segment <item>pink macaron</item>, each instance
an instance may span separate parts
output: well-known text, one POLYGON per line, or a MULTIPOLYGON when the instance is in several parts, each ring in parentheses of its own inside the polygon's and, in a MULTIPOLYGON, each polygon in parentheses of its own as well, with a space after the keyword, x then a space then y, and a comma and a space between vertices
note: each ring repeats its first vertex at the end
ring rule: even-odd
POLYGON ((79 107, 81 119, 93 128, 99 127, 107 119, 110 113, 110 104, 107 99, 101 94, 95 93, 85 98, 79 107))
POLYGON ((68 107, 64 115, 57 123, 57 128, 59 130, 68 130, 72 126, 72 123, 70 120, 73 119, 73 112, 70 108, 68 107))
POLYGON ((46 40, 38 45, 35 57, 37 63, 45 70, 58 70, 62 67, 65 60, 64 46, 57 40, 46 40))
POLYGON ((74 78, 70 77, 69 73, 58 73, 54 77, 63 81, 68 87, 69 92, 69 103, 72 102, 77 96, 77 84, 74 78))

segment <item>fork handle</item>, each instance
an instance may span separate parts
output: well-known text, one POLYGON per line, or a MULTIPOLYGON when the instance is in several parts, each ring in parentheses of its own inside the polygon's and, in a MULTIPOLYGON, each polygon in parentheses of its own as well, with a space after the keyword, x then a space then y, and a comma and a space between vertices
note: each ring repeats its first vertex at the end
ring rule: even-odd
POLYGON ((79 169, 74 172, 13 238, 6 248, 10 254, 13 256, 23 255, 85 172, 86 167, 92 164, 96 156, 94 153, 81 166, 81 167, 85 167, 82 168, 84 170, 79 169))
++++++++++
**OBJECTIVE:** Shift every coordinate in the polygon answers up by 14 and copy out the listing starting at the line containing "segment <item>fork handle</item>, each" and ending at the last line of the listing. Keep all of those lines, including the requests, with only the answer coordinates changed.

**RESULT OF THE TASK:**
segment <item>fork handle</item>, each instance
an instance may span separate parts
output: well-known text, one POLYGON per line, or a MULTIPOLYGON when the instance is in several parts, each ring in parentheses of its own inside the polygon's and, in a MULTIPOLYGON, each polygon in parentheses of its own as well, with a space after the keyword, x then a space then y, and a comma and a space between vertices
note: each ring repeats its first vertex at the end
ring rule: even-odd
POLYGON ((93 183, 88 186, 27 252, 20 262, 24 268, 27 270, 37 269, 99 186, 100 181, 106 178, 110 170, 108 167, 95 180, 95 181, 99 181, 96 182, 98 184, 93 183))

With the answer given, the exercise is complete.